#### OBJETIVO PLANTEADO A
Explica, según el relato de la noche en la pista de baile, por qué quien narra dice que no disfrutó el encuentro. Responde en una o dos oraciones.
#### OBJETIVO PLANTEADO B
Redacta lo que sigue del relato de la noche en la pista de baile a partir de su última oración.

#### FRAGMENTO DEL DOCUMENTO
┌──

Luego se acomodó mi pene adentro de ella, yo me sentí como actor de película porno checa. En plena pista de baile yo estaba cogiendo, ¿acaso me importó?, en lo absoluto, estaba tan ebrio que dije: “¡Que me arresten, me vale madre!”, mentiría si dijera que lo disfruté porque ni acabé; eran demasiadas las miradas; fueron unos cuantos minutos, como un “rapidín”. Algunos reían, otros aplaudían, otros estaban sorprendidos, pero nadie llamó a seguridad; le dije a la chica que regresaría, ella estaba excitada, húmeda y eufórica y yo confundido y ebrio; tomé el autobús y llegué al hostal, me aventé a la cama y caí rendido. A las dos horas alguien me dijo al oído: “No regresaste”.

 

La chica que me había cogido en la pista resultó ser mi rommate, sonreí, no sé si de nervios, o de felicidad, o por la coincidencia, o porque me esperaba un maratón de sexo desenfrenado; en mi cabeza solo tenía clara una cosa: era mi día cuatro en Europa y yo ¿qué estaba haciendo? Celebrándolo, ¿cómo?, teniéndola a ella en cuatro.

└──

#### REGISTROS DE DATOS

┌──

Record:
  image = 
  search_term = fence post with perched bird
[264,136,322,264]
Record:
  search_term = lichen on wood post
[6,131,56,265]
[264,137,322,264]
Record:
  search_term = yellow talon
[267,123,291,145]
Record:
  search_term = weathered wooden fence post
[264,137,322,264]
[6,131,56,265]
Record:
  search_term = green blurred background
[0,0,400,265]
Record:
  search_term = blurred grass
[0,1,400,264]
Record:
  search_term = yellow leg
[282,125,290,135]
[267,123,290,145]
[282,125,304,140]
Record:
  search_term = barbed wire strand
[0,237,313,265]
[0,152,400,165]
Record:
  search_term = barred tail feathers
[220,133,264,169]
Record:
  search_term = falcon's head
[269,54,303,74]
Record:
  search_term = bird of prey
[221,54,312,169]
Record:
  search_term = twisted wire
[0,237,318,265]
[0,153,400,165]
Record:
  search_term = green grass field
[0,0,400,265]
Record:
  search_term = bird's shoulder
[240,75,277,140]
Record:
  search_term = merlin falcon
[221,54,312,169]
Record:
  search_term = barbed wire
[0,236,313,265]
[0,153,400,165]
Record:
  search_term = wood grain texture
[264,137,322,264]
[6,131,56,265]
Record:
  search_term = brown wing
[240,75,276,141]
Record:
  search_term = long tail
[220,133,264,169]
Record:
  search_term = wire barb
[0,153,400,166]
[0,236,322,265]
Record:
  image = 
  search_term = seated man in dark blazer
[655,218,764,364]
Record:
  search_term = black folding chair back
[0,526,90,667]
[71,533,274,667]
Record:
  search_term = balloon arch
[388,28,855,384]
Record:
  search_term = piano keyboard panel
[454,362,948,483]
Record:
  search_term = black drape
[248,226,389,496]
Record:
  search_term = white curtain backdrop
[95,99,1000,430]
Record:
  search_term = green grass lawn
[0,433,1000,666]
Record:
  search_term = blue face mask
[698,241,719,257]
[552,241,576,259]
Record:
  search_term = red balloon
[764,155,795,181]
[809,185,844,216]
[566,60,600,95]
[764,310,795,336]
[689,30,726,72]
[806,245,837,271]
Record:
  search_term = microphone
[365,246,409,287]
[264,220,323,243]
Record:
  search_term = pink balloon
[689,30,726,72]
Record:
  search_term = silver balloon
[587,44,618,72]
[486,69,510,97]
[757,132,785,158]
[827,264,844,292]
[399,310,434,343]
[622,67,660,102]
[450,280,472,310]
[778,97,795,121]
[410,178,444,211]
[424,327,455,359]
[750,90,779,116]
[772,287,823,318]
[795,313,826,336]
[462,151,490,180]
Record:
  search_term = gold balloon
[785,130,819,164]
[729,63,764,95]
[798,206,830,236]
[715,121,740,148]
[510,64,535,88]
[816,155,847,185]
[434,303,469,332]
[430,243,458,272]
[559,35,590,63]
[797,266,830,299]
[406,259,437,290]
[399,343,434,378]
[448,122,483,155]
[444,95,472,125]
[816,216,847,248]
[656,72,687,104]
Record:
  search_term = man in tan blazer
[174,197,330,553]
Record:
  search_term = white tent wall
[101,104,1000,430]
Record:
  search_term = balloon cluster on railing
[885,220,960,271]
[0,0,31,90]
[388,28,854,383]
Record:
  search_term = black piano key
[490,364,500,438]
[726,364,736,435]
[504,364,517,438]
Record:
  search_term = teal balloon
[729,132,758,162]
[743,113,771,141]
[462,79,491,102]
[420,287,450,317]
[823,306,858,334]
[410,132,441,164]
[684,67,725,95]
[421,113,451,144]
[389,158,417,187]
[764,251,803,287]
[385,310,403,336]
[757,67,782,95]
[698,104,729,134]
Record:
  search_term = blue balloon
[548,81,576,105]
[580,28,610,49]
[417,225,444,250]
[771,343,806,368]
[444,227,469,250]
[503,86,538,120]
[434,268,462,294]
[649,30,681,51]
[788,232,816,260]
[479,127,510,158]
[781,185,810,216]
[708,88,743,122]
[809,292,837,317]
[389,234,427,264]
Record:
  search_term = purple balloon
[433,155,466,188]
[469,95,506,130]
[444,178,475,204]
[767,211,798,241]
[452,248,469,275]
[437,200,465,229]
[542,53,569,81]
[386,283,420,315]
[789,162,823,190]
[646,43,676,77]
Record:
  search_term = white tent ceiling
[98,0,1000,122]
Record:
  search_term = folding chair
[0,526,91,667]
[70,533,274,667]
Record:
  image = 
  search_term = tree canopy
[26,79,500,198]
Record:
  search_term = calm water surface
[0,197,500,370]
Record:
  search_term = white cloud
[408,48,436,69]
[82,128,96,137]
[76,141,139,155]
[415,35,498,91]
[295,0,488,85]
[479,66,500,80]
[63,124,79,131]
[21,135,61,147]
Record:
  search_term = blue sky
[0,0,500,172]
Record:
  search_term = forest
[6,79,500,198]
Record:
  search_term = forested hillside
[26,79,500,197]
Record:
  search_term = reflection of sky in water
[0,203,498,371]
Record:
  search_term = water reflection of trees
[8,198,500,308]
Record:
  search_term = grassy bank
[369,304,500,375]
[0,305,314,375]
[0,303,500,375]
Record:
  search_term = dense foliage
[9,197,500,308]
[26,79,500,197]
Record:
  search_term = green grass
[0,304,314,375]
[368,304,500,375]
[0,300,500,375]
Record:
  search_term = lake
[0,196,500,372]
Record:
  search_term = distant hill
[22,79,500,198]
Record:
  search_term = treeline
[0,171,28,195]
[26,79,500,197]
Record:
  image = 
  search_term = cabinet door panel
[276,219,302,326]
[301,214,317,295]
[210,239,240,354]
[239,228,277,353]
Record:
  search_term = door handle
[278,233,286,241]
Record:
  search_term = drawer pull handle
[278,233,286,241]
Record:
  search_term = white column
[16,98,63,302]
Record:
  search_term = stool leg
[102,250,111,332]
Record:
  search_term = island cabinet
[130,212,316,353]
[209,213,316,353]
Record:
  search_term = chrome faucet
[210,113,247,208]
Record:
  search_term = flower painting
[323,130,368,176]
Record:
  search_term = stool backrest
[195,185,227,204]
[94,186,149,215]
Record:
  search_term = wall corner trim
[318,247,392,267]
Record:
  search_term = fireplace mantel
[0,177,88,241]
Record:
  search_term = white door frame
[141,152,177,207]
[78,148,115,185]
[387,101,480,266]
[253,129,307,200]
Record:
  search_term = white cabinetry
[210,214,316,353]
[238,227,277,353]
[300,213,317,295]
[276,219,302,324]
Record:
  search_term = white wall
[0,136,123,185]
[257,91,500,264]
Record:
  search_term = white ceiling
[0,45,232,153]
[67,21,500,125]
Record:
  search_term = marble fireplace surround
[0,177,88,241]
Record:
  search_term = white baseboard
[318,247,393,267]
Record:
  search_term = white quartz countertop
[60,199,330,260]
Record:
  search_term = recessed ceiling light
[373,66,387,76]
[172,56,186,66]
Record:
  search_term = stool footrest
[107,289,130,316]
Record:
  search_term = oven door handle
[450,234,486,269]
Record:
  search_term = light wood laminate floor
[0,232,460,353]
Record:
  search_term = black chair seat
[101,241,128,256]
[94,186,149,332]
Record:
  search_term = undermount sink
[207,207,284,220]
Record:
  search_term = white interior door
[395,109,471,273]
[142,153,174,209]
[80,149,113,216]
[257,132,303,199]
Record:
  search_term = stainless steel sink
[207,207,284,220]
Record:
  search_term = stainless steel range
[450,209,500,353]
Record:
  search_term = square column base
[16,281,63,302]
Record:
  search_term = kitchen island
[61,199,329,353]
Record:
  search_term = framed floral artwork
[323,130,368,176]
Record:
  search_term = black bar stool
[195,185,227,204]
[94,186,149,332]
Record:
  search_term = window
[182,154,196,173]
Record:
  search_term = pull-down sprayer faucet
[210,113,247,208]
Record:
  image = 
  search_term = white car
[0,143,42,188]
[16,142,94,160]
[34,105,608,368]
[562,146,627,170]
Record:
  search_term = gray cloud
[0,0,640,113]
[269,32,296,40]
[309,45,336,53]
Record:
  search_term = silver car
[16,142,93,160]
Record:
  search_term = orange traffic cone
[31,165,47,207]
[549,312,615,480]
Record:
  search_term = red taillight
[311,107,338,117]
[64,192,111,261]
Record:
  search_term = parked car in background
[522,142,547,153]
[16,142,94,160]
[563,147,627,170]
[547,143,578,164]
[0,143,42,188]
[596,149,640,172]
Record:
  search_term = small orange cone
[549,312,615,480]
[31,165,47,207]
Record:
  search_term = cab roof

└──

#### RESULTADO FINAL A
No lo disfrutó porque ni siquiera llegó a acabar, ya que eran demasiadas las miradas.

#### RESULTADO FINAL B
Amanecí, sí, amanecí después de todo aquello: sudado, empapado, cogido, adolorido, con resaca, sentía que me derretía, así que me di un baño y salí del hostal, caminé una cuadra y llegué a una pizzería (estaban en un aparador). Bueno, Roma, la ciudad donde se inventó la pizza, claro, yo pensaba verlas redondas y rebosando de queso, pero estaba equivocado. Eran cuadradas, la masa era delgada y solo tenía salsa de tomate; había ingredientes para escoger y el queso era uno de ellos.

 

Ordené una de camarón y otra de champiñones, yo quería probarla así, el resultado: una exquisitez, la mejor pizza que había probado en mi vida. Salí de ahí con mi paladar en éxtasis, caminé unos cuantos pasos y encontré una tienda donde vendían solo cigarros, compré dos cajetillas. Tenía sed, calor, pensaba en tantas cosas a la vez que de tanto enajenar mi cerebro terminé pensando en nada, solo quería disfrutar, vivir, aunque el corazón me traicionara.

 

Caminé directo al Vaticano: quedé impresionado, pagué 20 euros y entré, me quedé admirando la arquitectura tan definida y detallada, tomé todas las fotos que me fueron posibles. Después de 6 horas de recorrido salí directo a la famosa “Spanish Steps” o “Piazza Di Spagna”, apenas si conseguí un lugar para sentarme, había demasiada gente, yo estaba fascinado con el lugar. Fumé y observé, pasaron las horas y me puse a caminar hacia mi hostal; el alumbrado era terrible, no se miraba nada, había gente sospechosa, un tipo me siguió por casi una hora, todo me quedaba muy lejos y ya no había ni metro ni bus. Lo único que tenía eran mis piernas, así que corrí todo lo que pude hasta que logré perder al tipo.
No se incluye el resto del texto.